Quando João “Tsunami” Torres pegou pela primeira vez numa guitarra em mais de 10 anos, a saudade era tanta que a tocou e tocou. Sem tréguas. As cordas deixaram-lhe a mão em sangue — mas João nem sentiu, tal era a paixão e a força daquele momento. Só reparou no final.

Para um recluso como ele, aquela guitarra, tocada na prisão, não era apenas uma forma de se expressar e de explorar a criatividade. Era também um símbolo de casa. Família. A guitarra era a cultura cigana. A dele.

YouTube video

Emocionado pelo que tinha assistido, Dino D’Santiago não hesitou. Ofereceu uma guitarra a João Torres. O objetivo era que ele a pudesse usar no projeto De Dentro Para Fora, que era o que juntava João e Dino naquela sala do Estabelecimento Prisional do Linhó, na fronteira entre os concelhos de Cascais e Sintra.

Dino juntara-se ao projeto cultural e social que tem sido desenvolvido ao longo dos últimos anos nesta prisão. Foi há muito tempo, antes da pandemia, ainda que por estes dias as prisões estejam de novo nas notícias.

Pois, mas nem só de más notícias se fazem as prisões.

■ **Requisitos do exercício**
A. Liste todos os nomes de lugares que aparecem no texto sobre João Torres.
B. Reescreva no texto sobre João Torres tudo desde "Emocionado pelo que" até "fazem as prisões.", trocando "projeto" por "programa".

■ **Informação fornecida**

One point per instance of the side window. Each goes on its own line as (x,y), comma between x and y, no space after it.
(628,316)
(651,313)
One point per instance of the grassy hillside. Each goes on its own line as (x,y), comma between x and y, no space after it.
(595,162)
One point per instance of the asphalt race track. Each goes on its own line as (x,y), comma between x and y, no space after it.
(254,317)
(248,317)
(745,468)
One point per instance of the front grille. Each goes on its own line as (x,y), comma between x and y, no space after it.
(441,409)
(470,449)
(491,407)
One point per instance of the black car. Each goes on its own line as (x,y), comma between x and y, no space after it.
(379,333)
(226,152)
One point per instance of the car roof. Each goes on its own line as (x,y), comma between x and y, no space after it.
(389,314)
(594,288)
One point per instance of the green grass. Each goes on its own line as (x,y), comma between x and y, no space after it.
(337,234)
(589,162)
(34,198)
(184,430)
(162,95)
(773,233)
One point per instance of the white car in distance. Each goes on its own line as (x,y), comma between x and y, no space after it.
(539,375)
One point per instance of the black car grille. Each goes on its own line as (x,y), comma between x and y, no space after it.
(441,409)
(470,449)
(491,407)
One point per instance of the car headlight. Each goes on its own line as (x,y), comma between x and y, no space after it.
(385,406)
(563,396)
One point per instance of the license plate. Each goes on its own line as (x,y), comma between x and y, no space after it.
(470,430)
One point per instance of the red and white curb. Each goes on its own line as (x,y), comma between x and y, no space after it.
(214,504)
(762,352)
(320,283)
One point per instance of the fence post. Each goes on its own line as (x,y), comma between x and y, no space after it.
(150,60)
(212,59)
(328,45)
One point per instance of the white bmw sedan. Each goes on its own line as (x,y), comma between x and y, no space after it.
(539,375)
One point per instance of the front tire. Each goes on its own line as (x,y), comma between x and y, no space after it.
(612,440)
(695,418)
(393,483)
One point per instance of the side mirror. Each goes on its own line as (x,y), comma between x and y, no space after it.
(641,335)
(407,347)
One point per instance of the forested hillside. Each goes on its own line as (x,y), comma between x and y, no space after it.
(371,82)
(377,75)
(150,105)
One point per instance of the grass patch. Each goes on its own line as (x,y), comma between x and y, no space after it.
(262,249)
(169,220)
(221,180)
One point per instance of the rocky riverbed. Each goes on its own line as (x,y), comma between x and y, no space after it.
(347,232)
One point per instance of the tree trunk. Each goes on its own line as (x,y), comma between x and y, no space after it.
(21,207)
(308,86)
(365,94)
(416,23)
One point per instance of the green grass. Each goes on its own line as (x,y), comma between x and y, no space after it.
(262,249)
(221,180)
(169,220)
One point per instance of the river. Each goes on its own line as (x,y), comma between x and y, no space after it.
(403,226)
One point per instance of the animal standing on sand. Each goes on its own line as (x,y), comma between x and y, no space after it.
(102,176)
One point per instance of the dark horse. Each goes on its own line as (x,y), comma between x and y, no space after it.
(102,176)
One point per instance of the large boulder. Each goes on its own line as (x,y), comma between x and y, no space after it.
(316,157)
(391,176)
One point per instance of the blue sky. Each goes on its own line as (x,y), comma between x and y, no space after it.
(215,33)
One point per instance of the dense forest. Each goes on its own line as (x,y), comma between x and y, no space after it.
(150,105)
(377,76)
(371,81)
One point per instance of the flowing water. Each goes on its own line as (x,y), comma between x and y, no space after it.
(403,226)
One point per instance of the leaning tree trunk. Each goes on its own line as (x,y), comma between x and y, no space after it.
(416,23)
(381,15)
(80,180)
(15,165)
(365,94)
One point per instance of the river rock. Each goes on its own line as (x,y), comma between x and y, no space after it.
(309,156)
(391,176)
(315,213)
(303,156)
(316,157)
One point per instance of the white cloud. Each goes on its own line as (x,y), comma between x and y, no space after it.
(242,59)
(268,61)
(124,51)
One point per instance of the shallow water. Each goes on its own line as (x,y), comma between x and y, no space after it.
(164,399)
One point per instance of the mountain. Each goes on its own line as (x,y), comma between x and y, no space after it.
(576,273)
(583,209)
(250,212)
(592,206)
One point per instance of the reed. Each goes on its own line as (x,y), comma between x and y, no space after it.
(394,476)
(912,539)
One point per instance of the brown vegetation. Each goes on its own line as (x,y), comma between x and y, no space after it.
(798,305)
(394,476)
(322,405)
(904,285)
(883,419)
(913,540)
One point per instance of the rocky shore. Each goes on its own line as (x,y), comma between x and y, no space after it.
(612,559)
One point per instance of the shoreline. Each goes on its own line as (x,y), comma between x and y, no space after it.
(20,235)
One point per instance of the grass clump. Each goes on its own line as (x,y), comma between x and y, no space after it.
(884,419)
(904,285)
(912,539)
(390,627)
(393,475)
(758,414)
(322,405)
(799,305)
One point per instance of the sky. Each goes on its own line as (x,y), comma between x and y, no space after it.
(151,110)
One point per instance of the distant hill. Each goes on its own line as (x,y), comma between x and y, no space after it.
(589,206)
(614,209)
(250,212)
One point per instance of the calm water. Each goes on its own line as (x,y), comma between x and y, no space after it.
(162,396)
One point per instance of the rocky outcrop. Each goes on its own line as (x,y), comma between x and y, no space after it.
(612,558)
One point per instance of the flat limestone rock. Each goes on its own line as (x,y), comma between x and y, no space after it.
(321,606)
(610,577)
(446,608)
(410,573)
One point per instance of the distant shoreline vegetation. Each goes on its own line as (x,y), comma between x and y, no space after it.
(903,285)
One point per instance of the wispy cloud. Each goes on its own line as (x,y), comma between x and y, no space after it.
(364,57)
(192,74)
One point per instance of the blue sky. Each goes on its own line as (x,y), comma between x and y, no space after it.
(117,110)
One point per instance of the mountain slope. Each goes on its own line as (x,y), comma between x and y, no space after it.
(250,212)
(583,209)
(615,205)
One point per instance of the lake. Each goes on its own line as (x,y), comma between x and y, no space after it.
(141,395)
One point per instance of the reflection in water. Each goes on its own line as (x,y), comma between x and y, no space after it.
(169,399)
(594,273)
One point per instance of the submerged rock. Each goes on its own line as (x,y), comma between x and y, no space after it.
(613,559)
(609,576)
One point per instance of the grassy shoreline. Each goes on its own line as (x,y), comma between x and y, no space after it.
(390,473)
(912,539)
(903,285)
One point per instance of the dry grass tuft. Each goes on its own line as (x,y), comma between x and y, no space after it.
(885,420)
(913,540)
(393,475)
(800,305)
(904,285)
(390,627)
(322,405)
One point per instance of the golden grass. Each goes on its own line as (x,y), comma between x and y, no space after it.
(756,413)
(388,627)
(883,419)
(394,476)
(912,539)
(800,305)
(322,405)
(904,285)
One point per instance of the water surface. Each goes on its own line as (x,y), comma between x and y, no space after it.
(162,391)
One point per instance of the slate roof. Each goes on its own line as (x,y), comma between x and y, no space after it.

■ **Respostas do exercício**
A.
Estabelecimento Prisional do Linhó
Cascais
Sintra

B.
Emocionado pelo que tinha assistido, Dino D’Santiago não hesitou. Ofereceu uma guitarra a João Torres. O objetivo era que ele a pudesse usar no programa De Dentro Para Fora, que era o que juntava João e Dino naquela sala do Estabelecimento Prisional do Linhó, na fronteira entre os concelhos de Cascais e Sintra.

Dino juntara-se ao programa cultural e social que tem sido desenvolvido ao longo dos últimos anos nesta prisão. Foi há muito tempo, antes da pandemia, ainda que por estes dias as prisões estejam de novo nas notícias.

Pois, mas nem só de más notícias se fazem as prisões.